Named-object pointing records
----

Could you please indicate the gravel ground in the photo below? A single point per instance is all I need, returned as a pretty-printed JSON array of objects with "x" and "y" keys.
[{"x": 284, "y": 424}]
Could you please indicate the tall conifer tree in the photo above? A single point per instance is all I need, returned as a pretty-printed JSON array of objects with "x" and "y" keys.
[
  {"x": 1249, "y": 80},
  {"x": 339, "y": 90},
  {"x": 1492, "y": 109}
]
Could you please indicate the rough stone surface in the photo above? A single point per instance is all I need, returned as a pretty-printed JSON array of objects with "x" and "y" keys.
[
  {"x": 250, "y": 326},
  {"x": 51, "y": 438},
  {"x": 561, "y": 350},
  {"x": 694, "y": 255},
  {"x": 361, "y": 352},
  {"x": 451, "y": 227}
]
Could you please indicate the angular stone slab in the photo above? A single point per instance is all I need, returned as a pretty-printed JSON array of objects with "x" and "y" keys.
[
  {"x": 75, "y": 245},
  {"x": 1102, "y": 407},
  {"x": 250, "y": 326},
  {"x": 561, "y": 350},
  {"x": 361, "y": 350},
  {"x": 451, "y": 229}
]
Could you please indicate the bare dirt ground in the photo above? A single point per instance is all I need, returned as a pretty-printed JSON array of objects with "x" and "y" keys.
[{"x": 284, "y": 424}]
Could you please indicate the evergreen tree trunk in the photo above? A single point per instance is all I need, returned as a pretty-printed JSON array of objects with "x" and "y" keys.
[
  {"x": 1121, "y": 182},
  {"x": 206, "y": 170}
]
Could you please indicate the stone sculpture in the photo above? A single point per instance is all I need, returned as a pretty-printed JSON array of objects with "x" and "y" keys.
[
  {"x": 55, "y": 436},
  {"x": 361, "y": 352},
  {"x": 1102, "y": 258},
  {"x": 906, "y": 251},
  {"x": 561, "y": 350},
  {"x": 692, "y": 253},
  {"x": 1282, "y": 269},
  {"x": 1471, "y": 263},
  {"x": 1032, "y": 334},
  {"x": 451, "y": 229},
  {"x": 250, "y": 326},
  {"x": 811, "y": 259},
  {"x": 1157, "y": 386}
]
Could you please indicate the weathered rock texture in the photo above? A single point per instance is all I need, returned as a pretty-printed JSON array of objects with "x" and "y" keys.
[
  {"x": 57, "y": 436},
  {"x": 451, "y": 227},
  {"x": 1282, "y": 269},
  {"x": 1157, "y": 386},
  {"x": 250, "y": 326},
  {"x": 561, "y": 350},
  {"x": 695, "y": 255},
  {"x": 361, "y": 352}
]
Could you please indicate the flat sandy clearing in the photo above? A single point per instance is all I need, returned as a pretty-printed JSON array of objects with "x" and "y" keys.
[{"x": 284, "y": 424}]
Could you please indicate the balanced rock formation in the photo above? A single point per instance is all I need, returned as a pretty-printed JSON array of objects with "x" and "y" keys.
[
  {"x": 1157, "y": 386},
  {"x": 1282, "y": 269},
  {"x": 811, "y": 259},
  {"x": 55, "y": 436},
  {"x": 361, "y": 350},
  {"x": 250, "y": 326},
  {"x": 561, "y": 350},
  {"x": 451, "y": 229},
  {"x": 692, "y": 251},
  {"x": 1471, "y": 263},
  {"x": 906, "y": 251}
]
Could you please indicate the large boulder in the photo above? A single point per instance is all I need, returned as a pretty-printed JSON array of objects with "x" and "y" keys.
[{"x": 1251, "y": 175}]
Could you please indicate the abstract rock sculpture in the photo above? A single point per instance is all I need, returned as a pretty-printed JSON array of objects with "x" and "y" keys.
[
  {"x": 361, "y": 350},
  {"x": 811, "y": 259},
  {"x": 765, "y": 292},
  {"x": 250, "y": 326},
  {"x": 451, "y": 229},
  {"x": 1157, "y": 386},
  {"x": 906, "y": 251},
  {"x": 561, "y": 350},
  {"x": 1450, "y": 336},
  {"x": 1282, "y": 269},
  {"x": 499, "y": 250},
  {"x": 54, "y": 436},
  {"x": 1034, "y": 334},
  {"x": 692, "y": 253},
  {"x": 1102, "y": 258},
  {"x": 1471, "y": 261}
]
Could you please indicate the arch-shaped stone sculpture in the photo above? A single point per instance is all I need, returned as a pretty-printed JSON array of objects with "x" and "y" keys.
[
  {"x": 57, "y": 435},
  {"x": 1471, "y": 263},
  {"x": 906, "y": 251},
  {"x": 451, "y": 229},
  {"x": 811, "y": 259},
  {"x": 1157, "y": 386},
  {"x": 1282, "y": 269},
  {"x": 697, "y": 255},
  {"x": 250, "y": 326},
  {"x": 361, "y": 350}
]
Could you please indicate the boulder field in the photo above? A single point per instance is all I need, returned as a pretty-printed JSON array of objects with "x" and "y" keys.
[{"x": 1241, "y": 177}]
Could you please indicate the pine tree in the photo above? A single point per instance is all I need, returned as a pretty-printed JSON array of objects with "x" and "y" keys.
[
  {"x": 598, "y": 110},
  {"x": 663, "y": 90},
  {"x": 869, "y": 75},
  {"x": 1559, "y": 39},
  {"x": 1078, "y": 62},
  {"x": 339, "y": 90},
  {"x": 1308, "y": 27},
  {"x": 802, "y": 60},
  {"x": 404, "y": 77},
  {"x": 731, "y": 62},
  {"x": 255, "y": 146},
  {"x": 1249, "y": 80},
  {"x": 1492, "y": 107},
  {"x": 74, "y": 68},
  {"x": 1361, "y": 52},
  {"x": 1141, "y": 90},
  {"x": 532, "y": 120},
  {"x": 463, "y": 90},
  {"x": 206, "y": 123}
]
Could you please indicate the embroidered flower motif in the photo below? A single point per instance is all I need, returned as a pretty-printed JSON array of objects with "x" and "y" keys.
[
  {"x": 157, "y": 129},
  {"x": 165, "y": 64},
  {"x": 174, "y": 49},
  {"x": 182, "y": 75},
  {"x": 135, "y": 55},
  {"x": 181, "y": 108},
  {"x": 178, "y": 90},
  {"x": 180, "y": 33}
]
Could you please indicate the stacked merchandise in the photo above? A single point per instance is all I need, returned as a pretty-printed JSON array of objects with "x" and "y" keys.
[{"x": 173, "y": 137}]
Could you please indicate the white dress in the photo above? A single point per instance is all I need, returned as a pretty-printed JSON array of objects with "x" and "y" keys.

----

▶ **What the task asks**:
Lay out every line of the records above as a Markdown table with the columns Row and Line, numbering the rows in order and skipping blank lines.

▶ **The solution**:
| Row | Line |
|---|---|
| 1 | Could you please indicate the gravel ground in the photo below? A single point per instance is all I need, returned as a pretty-printed JSON array of objects with "x" and "y" keys. |
| 2 | [{"x": 284, "y": 424}] |
| 3 | Could you please indicate the tall conifer tree in the photo above? A single point per instance is all I need, returned as a pretty-printed JSON array of objects with "x" and "y" keys. |
| 4 | [ |
| 5 |   {"x": 1249, "y": 80}, |
| 6 |   {"x": 339, "y": 90}, |
| 7 |   {"x": 1492, "y": 109} |
| 8 | ] |
| 9 | Could you please indicate the rough stone surface in the photo above? A single point per instance is all I need, returned as a pretty-printed JSON array of objects with "x" and "y" keys. |
| 10 | [ |
| 11 |   {"x": 250, "y": 326}, |
| 12 |   {"x": 51, "y": 438}, |
| 13 |   {"x": 561, "y": 350}, |
| 14 |   {"x": 694, "y": 255}, |
| 15 |   {"x": 361, "y": 352}, |
| 16 |   {"x": 451, "y": 227} |
| 17 | ] |
| 18 | Could you please indicate the angular stone slab in the photo above? A single point per instance is all I need, returned as a pretty-printed JSON array of objects with "x" and "y" keys. |
| 19 | [ |
| 20 |   {"x": 75, "y": 245}, |
| 21 |   {"x": 1102, "y": 407}, |
| 22 |   {"x": 250, "y": 326}, |
| 23 |   {"x": 561, "y": 350}, |
| 24 |   {"x": 361, "y": 350}, |
| 25 |   {"x": 451, "y": 229} |
| 26 | ] |
| 27 | Could you please indicate the bare dirt ground in the photo above? A single point per instance is all I need, returned as a pretty-printed JSON array of objects with "x" and "y" keys. |
| 28 | [{"x": 284, "y": 424}] |
| 29 | Could you please indicate the evergreen tree trunk in the photo above? A single point per instance is all I need, returned as a pretty-printed JSON array of objects with "x" and "y" keys. |
| 30 | [ |
| 31 |   {"x": 1121, "y": 182}, |
| 32 |   {"x": 206, "y": 170} |
| 33 | ] |
| 34 | Could you please indicate the stone sculpture in the photo above? A single point per instance is all I need, returned as a pretty-printed JSON array of objects with "x" and "y" keys. |
| 35 | [ |
| 36 |   {"x": 55, "y": 436}, |
| 37 |   {"x": 361, "y": 352}, |
| 38 |   {"x": 1102, "y": 258}, |
| 39 |   {"x": 906, "y": 251}, |
| 40 |   {"x": 561, "y": 350}, |
| 41 |   {"x": 692, "y": 253}, |
| 42 |   {"x": 1282, "y": 269}, |
| 43 |   {"x": 1471, "y": 263}, |
| 44 |   {"x": 1032, "y": 334}, |
| 45 |   {"x": 451, "y": 229}, |
| 46 |   {"x": 250, "y": 326}, |
| 47 |   {"x": 811, "y": 259}, |
| 48 |   {"x": 1157, "y": 386} |
| 49 | ] |
| 50 | Could you please indicate the weathered rock texture in the photo above? A single point per instance is all I need, returned as a pretty-printed JSON array of objects with "x" and "y" keys. |
| 51 | [ |
| 52 |   {"x": 57, "y": 436}, |
| 53 |   {"x": 451, "y": 227}, |
| 54 |   {"x": 1282, "y": 269}, |
| 55 |   {"x": 1157, "y": 386}, |
| 56 |   {"x": 250, "y": 326}, |
| 57 |   {"x": 561, "y": 350}, |
| 58 |   {"x": 695, "y": 255}, |
| 59 |   {"x": 361, "y": 352} |
| 60 | ] |
| 61 | Could you please indicate the flat sandy clearing in the photo above? A single point per instance is all I need, returned as a pretty-printed JSON array of objects with "x" and "y" keys. |
| 62 | [{"x": 284, "y": 424}] |
| 63 | Could you please indicate the balanced rock formation in the photo above? A single point per instance is all I need, returned as a pretty-printed JSON array of objects with "x" and "y" keys. |
| 64 | [ |
| 65 |   {"x": 1157, "y": 386}, |
| 66 |   {"x": 1282, "y": 269}, |
| 67 |   {"x": 811, "y": 259}, |
| 68 |   {"x": 55, "y": 436}, |
| 69 |   {"x": 361, "y": 350}, |
| 70 |   {"x": 250, "y": 326}, |
| 71 |   {"x": 561, "y": 350}, |
| 72 |   {"x": 451, "y": 229}, |
| 73 |   {"x": 692, "y": 251}, |
| 74 |   {"x": 1471, "y": 263}, |
| 75 |   {"x": 906, "y": 251} |
| 76 | ] |
| 77 | Could you please indicate the large boulder in the photo above? A single point per instance is all I need, returned as a pretty-printed JSON array of objects with "x" and "y" keys. |
| 78 | [{"x": 1251, "y": 175}] |
| 79 | Could you please indicate the abstract rock sculpture in the photo above? A single point per instance is all I need, returned as a pretty-printed JSON array of objects with "x" and "y" keys. |
| 80 | [ |
| 81 |   {"x": 361, "y": 350}, |
| 82 |   {"x": 811, "y": 259}, |
| 83 |   {"x": 765, "y": 292}, |
| 84 |   {"x": 250, "y": 326}, |
| 85 |   {"x": 451, "y": 229}, |
| 86 |   {"x": 1157, "y": 386}, |
| 87 |   {"x": 906, "y": 251}, |
| 88 |   {"x": 561, "y": 350}, |
| 89 |   {"x": 1450, "y": 336}, |
| 90 |   {"x": 1282, "y": 269}, |
| 91 |   {"x": 499, "y": 250}, |
| 92 |   {"x": 54, "y": 436}, |
| 93 |   {"x": 1034, "y": 334}, |
| 94 |   {"x": 692, "y": 253}, |
| 95 |   {"x": 1102, "y": 258}, |
| 96 |   {"x": 1471, "y": 261} |
| 97 | ] |
| 98 | Could you please indicate the arch-shaped stone sculpture in the photo above? A single point per instance is all I need, returned as a pretty-printed JSON array of objects with "x" and "y" keys. |
| 99 | [ |
| 100 |   {"x": 57, "y": 435}, |
| 101 |   {"x": 1471, "y": 263}, |
| 102 |   {"x": 906, "y": 251}, |
| 103 |   {"x": 451, "y": 229}, |
| 104 |   {"x": 811, "y": 259}, |
| 105 |   {"x": 1157, "y": 386}, |
| 106 |   {"x": 1282, "y": 269}, |
| 107 |   {"x": 697, "y": 255}, |
| 108 |   {"x": 250, "y": 326}, |
| 109 |   {"x": 361, "y": 350} |
| 110 | ] |
| 111 | Could you please indicate the boulder field in the photo above? A single point per instance is all I need, returned as a pretty-printed JSON array of objects with "x" and "y" keys. |
| 112 | [{"x": 1241, "y": 177}] |
| 113 | Could you please indicate the pine tree in the photo above? A single point per instance is all I need, returned as a pretty-printed JSON array of objects with "x" and "y" keys. |
| 114 | [ |
| 115 |   {"x": 598, "y": 110}, |
| 116 |   {"x": 663, "y": 90}, |
| 117 |   {"x": 869, "y": 75}, |
| 118 |   {"x": 1559, "y": 39}, |
| 119 |   {"x": 1078, "y": 62}, |
| 120 |   {"x": 339, "y": 90}, |
| 121 |   {"x": 1308, "y": 27}, |
| 122 |   {"x": 802, "y": 60}, |
| 123 |   {"x": 404, "y": 77}, |
| 124 |   {"x": 731, "y": 62}, |
| 125 |   {"x": 255, "y": 146}, |
| 126 |   {"x": 1249, "y": 80}, |
| 127 |   {"x": 1492, "y": 107}, |
| 128 |   {"x": 74, "y": 68}, |
| 129 |   {"x": 1361, "y": 52}, |
| 130 |   {"x": 1141, "y": 90}, |
| 131 |   {"x": 532, "y": 120}, |
| 132 |   {"x": 463, "y": 90}, |
| 133 |   {"x": 206, "y": 123} |
| 134 | ] |
| 135 | Could you please indicate the embroidered flower motif in the photo below? A single point per instance is all I need, returned as a pretty-printed JSON array of objects with "x" and "y" keys. |
| 136 | [ |
| 137 |   {"x": 157, "y": 129}, |
| 138 |   {"x": 165, "y": 64}, |
| 139 |   {"x": 174, "y": 49}, |
| 140 |   {"x": 182, "y": 75}, |
| 141 |   {"x": 135, "y": 55}, |
| 142 |   {"x": 181, "y": 108}, |
| 143 |   {"x": 178, "y": 90}, |
| 144 |   {"x": 180, "y": 33} |
| 145 | ] |
| 146 | Could you please indicate the stacked merchandise in the photo above? A single point per instance is all I need, returned as a pretty-printed JSON array of objects with "x" and "y" keys. |
| 147 | [{"x": 173, "y": 137}] |
| 148 | Could you please indicate the white dress in the photo above? A single point per instance is all I need, returned as a pretty-printed JSON array of objects with "x" and "y" keys. |